Start of Record excerpts

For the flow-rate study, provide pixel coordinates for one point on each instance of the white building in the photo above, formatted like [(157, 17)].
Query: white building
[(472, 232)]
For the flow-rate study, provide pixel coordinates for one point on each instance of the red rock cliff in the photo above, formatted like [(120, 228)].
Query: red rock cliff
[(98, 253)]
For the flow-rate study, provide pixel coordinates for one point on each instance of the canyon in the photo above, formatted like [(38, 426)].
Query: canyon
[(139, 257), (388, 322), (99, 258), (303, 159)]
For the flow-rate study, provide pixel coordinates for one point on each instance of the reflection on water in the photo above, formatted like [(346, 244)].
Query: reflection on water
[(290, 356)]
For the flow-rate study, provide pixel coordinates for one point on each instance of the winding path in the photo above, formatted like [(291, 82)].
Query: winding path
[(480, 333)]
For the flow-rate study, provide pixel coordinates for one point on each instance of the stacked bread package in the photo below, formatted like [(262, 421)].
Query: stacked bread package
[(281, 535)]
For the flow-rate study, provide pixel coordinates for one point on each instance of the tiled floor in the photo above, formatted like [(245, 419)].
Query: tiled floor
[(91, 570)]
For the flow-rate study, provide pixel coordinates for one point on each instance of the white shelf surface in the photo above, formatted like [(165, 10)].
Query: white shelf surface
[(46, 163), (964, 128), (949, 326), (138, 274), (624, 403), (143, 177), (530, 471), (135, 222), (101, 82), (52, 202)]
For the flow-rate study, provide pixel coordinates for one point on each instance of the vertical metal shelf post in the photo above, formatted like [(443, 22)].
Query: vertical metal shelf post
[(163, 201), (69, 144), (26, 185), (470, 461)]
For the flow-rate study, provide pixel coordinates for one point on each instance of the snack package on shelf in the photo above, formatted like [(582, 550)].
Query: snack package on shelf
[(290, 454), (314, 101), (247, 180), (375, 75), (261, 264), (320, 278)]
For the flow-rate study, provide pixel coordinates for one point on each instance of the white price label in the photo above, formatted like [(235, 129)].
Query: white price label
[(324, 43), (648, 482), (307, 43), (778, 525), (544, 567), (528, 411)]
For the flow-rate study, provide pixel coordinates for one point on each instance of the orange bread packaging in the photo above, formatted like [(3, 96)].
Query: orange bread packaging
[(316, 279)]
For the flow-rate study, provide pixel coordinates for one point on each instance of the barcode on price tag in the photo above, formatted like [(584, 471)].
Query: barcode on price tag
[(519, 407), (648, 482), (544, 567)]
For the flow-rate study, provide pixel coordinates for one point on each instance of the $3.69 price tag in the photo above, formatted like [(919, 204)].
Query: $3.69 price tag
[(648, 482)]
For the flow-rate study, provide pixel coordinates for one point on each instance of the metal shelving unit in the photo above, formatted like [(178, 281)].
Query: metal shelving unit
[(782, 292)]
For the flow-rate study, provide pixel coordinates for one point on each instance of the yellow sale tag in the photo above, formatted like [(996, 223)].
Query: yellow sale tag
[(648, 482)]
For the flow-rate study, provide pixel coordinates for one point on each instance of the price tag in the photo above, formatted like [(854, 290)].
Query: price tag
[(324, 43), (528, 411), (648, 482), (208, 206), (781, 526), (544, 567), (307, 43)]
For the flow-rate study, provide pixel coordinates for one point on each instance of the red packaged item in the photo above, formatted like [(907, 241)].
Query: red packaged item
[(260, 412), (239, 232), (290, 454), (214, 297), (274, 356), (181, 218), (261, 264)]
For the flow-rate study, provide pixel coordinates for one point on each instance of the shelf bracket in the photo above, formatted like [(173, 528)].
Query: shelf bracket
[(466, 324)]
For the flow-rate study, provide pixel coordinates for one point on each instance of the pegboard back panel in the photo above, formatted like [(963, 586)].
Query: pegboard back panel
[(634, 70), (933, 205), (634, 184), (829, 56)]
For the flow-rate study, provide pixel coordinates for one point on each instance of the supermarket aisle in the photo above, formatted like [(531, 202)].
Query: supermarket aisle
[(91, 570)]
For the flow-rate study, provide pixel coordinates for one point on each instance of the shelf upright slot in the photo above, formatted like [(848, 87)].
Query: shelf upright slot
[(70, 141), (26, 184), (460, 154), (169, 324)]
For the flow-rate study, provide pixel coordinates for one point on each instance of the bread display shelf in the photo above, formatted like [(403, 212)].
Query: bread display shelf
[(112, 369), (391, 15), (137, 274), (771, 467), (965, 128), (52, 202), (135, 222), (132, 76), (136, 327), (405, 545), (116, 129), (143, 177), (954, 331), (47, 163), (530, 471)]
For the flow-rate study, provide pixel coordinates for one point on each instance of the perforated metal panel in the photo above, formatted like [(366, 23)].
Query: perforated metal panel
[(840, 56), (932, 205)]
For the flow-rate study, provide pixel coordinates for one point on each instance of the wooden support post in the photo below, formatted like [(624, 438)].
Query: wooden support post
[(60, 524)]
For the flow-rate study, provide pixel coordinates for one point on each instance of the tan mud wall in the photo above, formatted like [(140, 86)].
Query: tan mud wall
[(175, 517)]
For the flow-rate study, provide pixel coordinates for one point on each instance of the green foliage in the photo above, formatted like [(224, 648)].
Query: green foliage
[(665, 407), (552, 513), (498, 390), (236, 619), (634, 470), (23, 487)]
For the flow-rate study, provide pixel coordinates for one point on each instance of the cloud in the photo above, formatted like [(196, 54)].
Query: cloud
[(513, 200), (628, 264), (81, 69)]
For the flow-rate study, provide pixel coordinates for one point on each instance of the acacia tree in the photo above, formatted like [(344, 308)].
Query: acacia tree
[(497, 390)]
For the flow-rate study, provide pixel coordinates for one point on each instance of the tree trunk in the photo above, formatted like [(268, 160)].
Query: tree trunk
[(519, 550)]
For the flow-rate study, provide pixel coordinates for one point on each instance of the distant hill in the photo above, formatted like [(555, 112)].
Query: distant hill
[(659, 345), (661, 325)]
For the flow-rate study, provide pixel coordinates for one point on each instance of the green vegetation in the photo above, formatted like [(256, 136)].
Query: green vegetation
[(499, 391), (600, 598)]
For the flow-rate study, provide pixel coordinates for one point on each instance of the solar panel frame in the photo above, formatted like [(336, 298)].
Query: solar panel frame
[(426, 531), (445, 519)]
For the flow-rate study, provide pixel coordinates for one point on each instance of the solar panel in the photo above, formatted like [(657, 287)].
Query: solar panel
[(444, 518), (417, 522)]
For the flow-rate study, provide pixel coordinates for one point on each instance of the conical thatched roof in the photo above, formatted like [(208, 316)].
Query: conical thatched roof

End of Record excerpts

### Problem
Please show every line above that includes the word "thatched".

### Written answer
For the flow-rate study, provide pixel coordinates for one point on each instance of the conical thatched roof in the photo above, formatted like [(208, 316)].
Query: conical thatched roof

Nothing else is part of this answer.